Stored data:

# # # #

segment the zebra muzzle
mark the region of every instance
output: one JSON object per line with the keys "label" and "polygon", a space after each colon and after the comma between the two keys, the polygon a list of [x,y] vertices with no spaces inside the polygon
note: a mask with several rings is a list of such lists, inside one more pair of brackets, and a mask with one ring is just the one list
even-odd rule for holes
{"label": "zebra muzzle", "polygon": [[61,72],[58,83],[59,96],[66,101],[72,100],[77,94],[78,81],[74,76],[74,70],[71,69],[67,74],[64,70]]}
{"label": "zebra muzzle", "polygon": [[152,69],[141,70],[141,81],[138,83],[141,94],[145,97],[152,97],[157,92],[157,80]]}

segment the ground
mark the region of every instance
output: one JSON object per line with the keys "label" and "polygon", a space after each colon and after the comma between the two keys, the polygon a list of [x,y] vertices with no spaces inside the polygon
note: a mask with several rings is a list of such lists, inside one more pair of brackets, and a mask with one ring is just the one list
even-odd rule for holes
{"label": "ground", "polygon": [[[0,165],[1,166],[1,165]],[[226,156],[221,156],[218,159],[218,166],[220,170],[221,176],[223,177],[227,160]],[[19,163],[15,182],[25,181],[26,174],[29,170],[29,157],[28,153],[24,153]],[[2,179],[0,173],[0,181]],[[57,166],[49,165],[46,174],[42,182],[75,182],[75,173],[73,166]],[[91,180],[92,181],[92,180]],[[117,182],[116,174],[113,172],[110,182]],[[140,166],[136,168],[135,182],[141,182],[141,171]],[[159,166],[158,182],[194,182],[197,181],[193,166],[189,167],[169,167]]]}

# # # #

Task requirements: Reproduce every line of the records above, requests included, but multiply each polygon vertex coordinate in the answers by 0.85 and round it to the nearest whole number, rounding halves up.

Answer to this exercise:
segment the zebra muzzle
mark the region of every instance
output: one JSON object per line with the keys "label" and "polygon", a space after each colon and after the comma between the two keys, the polygon a list of [x,y] vertices with no spaces inside the polygon
note: a mask with several rings is a list of such lists, inside one more pair of brackets, and a mask with one ring is just the one list
even-odd rule for holes
{"label": "zebra muzzle", "polygon": [[52,61],[49,71],[50,82],[56,86],[61,85],[65,80],[66,69],[63,65],[63,60],[60,59],[57,63],[54,60]]}
{"label": "zebra muzzle", "polygon": [[129,59],[120,60],[120,69],[117,71],[120,80],[123,82],[129,82],[133,78],[133,68]]}

segment the ground
mark the region of every instance
output: one JSON object per line with the keys "label" and "polygon", a space after each colon and after the comma between the two keys, the polygon a list of [x,y] vertices with no spaces inside the polygon
note: a mask with several rings is a list of such lists, inside one more pair of brackets, and a mask with one ring is just the one list
even-odd rule for holes
{"label": "ground", "polygon": [[[0,140],[1,141],[1,140]],[[192,133],[188,133],[185,135],[185,141],[187,145],[188,150],[190,150],[193,136]],[[16,139],[13,155],[21,154],[22,148],[25,145],[25,133],[24,130],[20,130]],[[2,152],[0,147],[0,154]],[[48,141],[42,140],[39,148],[36,155],[64,155],[64,147],[62,141]],[[77,153],[78,154],[78,153]],[[99,155],[99,148],[96,146],[94,155]],[[119,141],[116,143],[115,155],[120,155],[120,145]],[[135,141],[134,155],[165,155],[167,154],[164,141],[161,142],[144,142]]]}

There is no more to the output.